- Directions -
Please count the lines in the items below that contain the string "dirt" and give only that number.

>>>>>

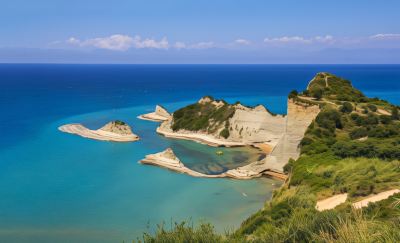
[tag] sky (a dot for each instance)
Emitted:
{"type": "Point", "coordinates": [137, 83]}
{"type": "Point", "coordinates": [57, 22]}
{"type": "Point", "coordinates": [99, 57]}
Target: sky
{"type": "Point", "coordinates": [203, 31]}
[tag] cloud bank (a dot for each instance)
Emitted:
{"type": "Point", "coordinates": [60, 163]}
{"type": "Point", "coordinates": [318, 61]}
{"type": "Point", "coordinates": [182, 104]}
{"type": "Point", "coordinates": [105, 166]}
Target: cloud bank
{"type": "Point", "coordinates": [120, 42]}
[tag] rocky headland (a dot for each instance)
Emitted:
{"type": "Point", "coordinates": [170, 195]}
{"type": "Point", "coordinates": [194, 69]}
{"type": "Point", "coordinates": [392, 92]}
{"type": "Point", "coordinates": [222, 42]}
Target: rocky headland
{"type": "Point", "coordinates": [159, 115]}
{"type": "Point", "coordinates": [116, 131]}
{"type": "Point", "coordinates": [217, 123]}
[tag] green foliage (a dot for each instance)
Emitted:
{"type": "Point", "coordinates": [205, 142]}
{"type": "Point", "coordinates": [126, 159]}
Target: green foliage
{"type": "Point", "coordinates": [182, 233]}
{"type": "Point", "coordinates": [358, 132]}
{"type": "Point", "coordinates": [372, 107]}
{"type": "Point", "coordinates": [330, 86]}
{"type": "Point", "coordinates": [293, 94]}
{"type": "Point", "coordinates": [332, 161]}
{"type": "Point", "coordinates": [346, 107]}
{"type": "Point", "coordinates": [316, 93]}
{"type": "Point", "coordinates": [329, 119]}
{"type": "Point", "coordinates": [198, 116]}
{"type": "Point", "coordinates": [395, 113]}
{"type": "Point", "coordinates": [224, 133]}
{"type": "Point", "coordinates": [118, 122]}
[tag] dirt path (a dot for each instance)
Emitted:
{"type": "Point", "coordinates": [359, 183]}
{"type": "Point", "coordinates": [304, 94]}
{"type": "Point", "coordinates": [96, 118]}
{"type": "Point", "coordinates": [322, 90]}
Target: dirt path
{"type": "Point", "coordinates": [331, 202]}
{"type": "Point", "coordinates": [375, 198]}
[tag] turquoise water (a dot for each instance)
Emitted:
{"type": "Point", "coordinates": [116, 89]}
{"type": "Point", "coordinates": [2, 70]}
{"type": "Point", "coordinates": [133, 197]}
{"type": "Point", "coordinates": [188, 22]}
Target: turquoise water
{"type": "Point", "coordinates": [57, 187]}
{"type": "Point", "coordinates": [91, 191]}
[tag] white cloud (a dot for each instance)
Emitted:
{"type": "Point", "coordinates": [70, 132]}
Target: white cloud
{"type": "Point", "coordinates": [120, 42]}
{"type": "Point", "coordinates": [202, 45]}
{"type": "Point", "coordinates": [385, 37]}
{"type": "Point", "coordinates": [300, 40]}
{"type": "Point", "coordinates": [180, 45]}
{"type": "Point", "coordinates": [242, 42]}
{"type": "Point", "coordinates": [287, 39]}
{"type": "Point", "coordinates": [199, 45]}
{"type": "Point", "coordinates": [324, 39]}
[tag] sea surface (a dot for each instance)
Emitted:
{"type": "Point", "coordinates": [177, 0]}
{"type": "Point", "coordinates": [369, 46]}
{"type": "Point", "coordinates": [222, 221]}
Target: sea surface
{"type": "Point", "coordinates": [57, 187]}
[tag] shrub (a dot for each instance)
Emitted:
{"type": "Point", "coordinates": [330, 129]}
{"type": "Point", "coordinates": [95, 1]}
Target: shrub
{"type": "Point", "coordinates": [329, 119]}
{"type": "Point", "coordinates": [224, 133]}
{"type": "Point", "coordinates": [384, 119]}
{"type": "Point", "coordinates": [293, 94]}
{"type": "Point", "coordinates": [372, 107]}
{"type": "Point", "coordinates": [317, 93]}
{"type": "Point", "coordinates": [395, 113]}
{"type": "Point", "coordinates": [347, 107]}
{"type": "Point", "coordinates": [358, 133]}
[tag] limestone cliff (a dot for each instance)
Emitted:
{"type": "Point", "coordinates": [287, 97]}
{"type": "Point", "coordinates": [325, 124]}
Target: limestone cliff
{"type": "Point", "coordinates": [232, 123]}
{"type": "Point", "coordinates": [160, 114]}
{"type": "Point", "coordinates": [117, 127]}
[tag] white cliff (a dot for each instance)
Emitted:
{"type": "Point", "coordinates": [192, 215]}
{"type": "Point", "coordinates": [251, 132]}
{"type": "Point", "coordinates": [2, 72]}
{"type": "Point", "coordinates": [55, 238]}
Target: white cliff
{"type": "Point", "coordinates": [160, 114]}
{"type": "Point", "coordinates": [115, 131]}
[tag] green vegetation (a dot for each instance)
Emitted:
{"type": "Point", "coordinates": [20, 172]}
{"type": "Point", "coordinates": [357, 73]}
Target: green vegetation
{"type": "Point", "coordinates": [351, 147]}
{"type": "Point", "coordinates": [334, 88]}
{"type": "Point", "coordinates": [203, 116]}
{"type": "Point", "coordinates": [118, 122]}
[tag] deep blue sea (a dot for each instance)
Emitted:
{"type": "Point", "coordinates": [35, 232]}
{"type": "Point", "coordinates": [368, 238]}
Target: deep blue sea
{"type": "Point", "coordinates": [57, 187]}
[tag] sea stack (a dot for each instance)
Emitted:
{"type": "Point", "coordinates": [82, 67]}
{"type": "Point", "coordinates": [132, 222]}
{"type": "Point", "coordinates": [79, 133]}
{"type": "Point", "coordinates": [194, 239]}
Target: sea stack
{"type": "Point", "coordinates": [159, 115]}
{"type": "Point", "coordinates": [116, 131]}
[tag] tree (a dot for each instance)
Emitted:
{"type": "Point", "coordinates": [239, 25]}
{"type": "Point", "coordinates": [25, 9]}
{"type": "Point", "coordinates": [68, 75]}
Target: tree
{"type": "Point", "coordinates": [347, 107]}
{"type": "Point", "coordinates": [395, 113]}
{"type": "Point", "coordinates": [317, 94]}
{"type": "Point", "coordinates": [293, 94]}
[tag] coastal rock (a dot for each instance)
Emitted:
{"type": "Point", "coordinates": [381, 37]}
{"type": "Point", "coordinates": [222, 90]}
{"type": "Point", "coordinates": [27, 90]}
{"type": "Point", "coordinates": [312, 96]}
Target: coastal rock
{"type": "Point", "coordinates": [160, 114]}
{"type": "Point", "coordinates": [167, 159]}
{"type": "Point", "coordinates": [117, 127]}
{"type": "Point", "coordinates": [116, 131]}
{"type": "Point", "coordinates": [249, 126]}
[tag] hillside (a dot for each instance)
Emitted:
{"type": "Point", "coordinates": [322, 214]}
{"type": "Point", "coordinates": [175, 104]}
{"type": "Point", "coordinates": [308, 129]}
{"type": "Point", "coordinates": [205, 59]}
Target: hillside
{"type": "Point", "coordinates": [233, 122]}
{"type": "Point", "coordinates": [353, 147]}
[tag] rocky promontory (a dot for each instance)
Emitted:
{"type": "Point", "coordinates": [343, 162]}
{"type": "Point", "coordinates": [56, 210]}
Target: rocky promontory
{"type": "Point", "coordinates": [159, 115]}
{"type": "Point", "coordinates": [116, 131]}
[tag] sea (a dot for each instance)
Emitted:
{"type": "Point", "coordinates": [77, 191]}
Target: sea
{"type": "Point", "coordinates": [58, 187]}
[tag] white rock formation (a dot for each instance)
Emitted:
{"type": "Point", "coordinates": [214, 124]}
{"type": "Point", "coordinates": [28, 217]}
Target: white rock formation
{"type": "Point", "coordinates": [160, 114]}
{"type": "Point", "coordinates": [113, 131]}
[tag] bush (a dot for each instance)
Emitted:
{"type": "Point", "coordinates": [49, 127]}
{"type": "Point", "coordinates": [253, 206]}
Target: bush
{"type": "Point", "coordinates": [372, 107]}
{"type": "Point", "coordinates": [329, 119]}
{"type": "Point", "coordinates": [317, 93]}
{"type": "Point", "coordinates": [358, 133]}
{"type": "Point", "coordinates": [347, 107]}
{"type": "Point", "coordinates": [224, 133]}
{"type": "Point", "coordinates": [395, 113]}
{"type": "Point", "coordinates": [293, 94]}
{"type": "Point", "coordinates": [384, 119]}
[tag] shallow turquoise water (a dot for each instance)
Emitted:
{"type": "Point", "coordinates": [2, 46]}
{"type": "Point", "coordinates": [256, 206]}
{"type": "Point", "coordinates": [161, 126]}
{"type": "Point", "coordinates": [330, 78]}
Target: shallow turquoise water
{"type": "Point", "coordinates": [57, 187]}
{"type": "Point", "coordinates": [63, 187]}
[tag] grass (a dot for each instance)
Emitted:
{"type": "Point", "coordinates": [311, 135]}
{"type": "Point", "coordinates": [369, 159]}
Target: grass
{"type": "Point", "coordinates": [333, 160]}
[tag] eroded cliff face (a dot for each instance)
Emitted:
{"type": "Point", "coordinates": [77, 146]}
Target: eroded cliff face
{"type": "Point", "coordinates": [117, 127]}
{"type": "Point", "coordinates": [161, 111]}
{"type": "Point", "coordinates": [298, 119]}
{"type": "Point", "coordinates": [255, 125]}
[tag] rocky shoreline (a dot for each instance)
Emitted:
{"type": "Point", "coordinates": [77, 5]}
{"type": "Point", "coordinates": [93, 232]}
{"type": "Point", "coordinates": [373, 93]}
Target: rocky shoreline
{"type": "Point", "coordinates": [115, 131]}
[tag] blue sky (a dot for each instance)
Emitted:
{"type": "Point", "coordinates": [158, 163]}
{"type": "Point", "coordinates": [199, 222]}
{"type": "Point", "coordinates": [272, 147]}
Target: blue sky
{"type": "Point", "coordinates": [184, 31]}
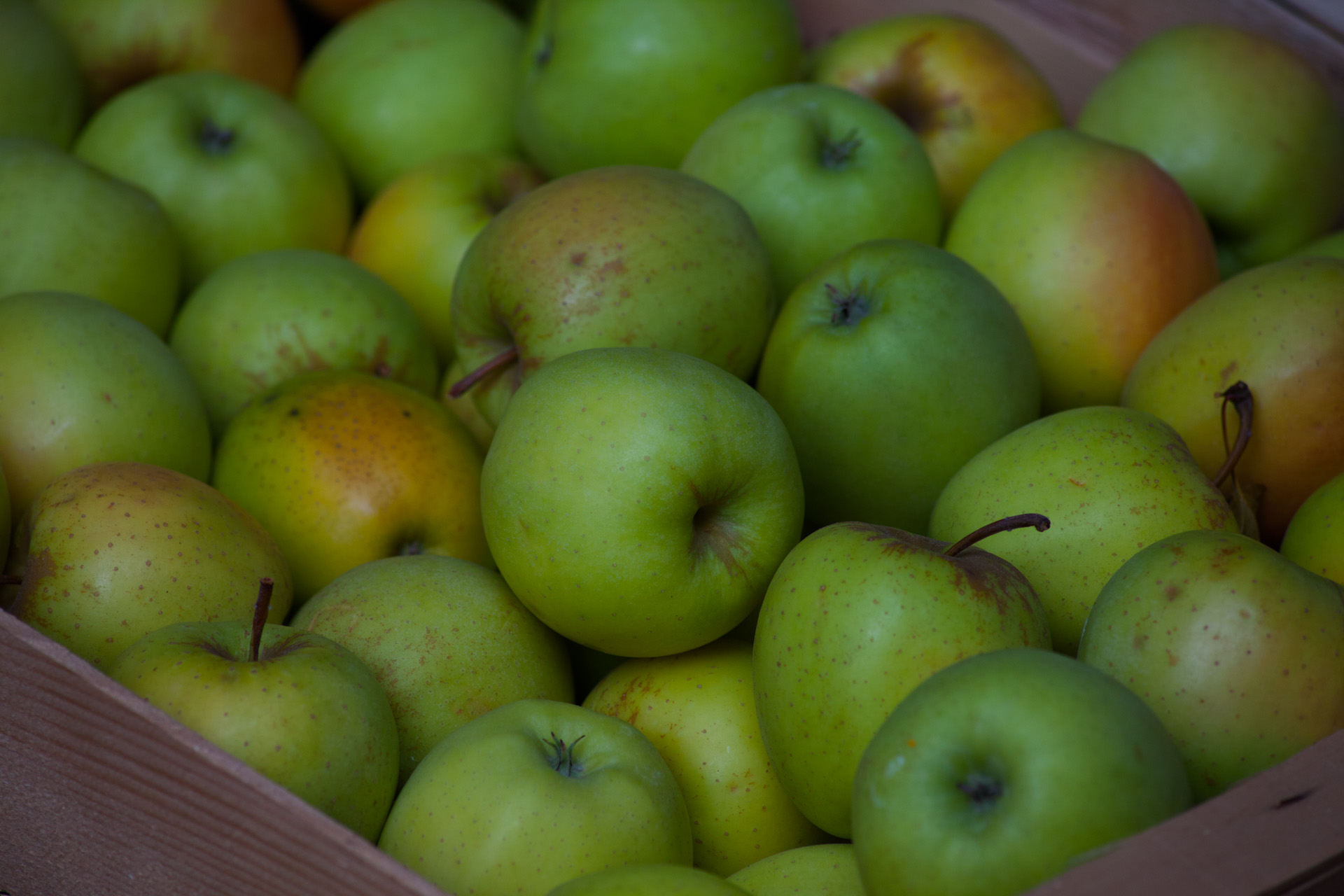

<<<<<

- Written solution -
2